--- start of PASSAGE TO READ ---

Institutional Change in Japan. Edited by Magnus Blomström and Sumner La Croix. Routledge, London, 2006. xii, 241 pages. $120.00.

For quite a few years now, Yoshiro Miwa and Mark Ramseyer have been dissidents in the field of Japanese studies. They have published a series of essays debunking the received wisdom on Japanese business and economy, questioning the existence of the keiretsu, denying the main bank system, and arguing that prevailing views of Japanese corporate governance are wrong. Their voices have been refreshing in a field where all too often assumptions go unquestioned, the work of big names is not tested, and the Japanese economic system is packaged as something unique, monolithic, and essentially connected to Japanese culture. Miwa’s and Ramseyer’s work has long enlightened me and forced me to question my own assumptions. It is because I have valued the work of these authors that I find their book such a disappointment. I found elements of their research misleading, their writing annoying, and their book a lost opportunity to bring good sense, balance, and a dissenting perspective into the field of Japanese business studies.

The Fable of the Keiretsu is more or less a collection of work that Miwa and Ramseyer have published elsewhere. It features a series of chapters, each debunking an aspect of the prevailing wisdom on the Japanese economy. Linking these chapters is a theoretical framework that combines neoclassical economics with large doses of contempt for scholars who do not share their views (that is, most scholars writing on the Japanese economy).

In Miwa’s and Ramseyer’s view, the Japanese economy operates according to the fundamentals of Economics 101: supply and demand, utility maximizing behavior, and free and frictionless markets. While I do not agree with their assessment of the Japanese economy, or any other real world economy, their perspective is theoretically coherent and, as a radically different take on Japan, a useful contribution. Maybe they are even right about some things. What is troublesome, however, is the way they deliver their views: with much gloating about their own intellectual rigor and derision for those who do not agree with them. For example, they dismiss research on the keiretsu as a “profoundly embarrassing intellectual disaster” (p. 37). This combination of over-the-top invective and self-aggrandizement [End Page 553] can be amusing in small doses, but the authors’ efforts to be lively get tiring quickly.

--- end of PASSAGE TO READ ---
--- start of SUPPLIED DATA ---

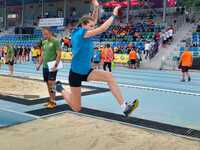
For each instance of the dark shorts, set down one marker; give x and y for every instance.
(96, 62)
(75, 79)
(49, 76)
(10, 62)
(133, 61)
(185, 69)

--- end of SUPPLIED DATA ---

EXERCISE REQUIREMENTS:
1) Using the review, explain in one to three sentences why Miwa's and Ramseyer's voices have been refreshing in the field of Japanese studies.
2) Return every line of the records word for word, leaving out the pictures.
The review and the records are unrelated material.

SOLUTIONS IN ORDER:
1) Their voices have been refreshing because in this field, assumptions too often go unquestioned and the work of big names is not tested. The Japanese economic system is also commonly packaged as something unique, monolithic, and essentially connected to Japanese culture.

2)
For each instance of the dark shorts, set down one marker; give x and y for every instance.
(96, 62)
(75, 79)
(49, 76)
(10, 62)
(133, 61)
(185, 69)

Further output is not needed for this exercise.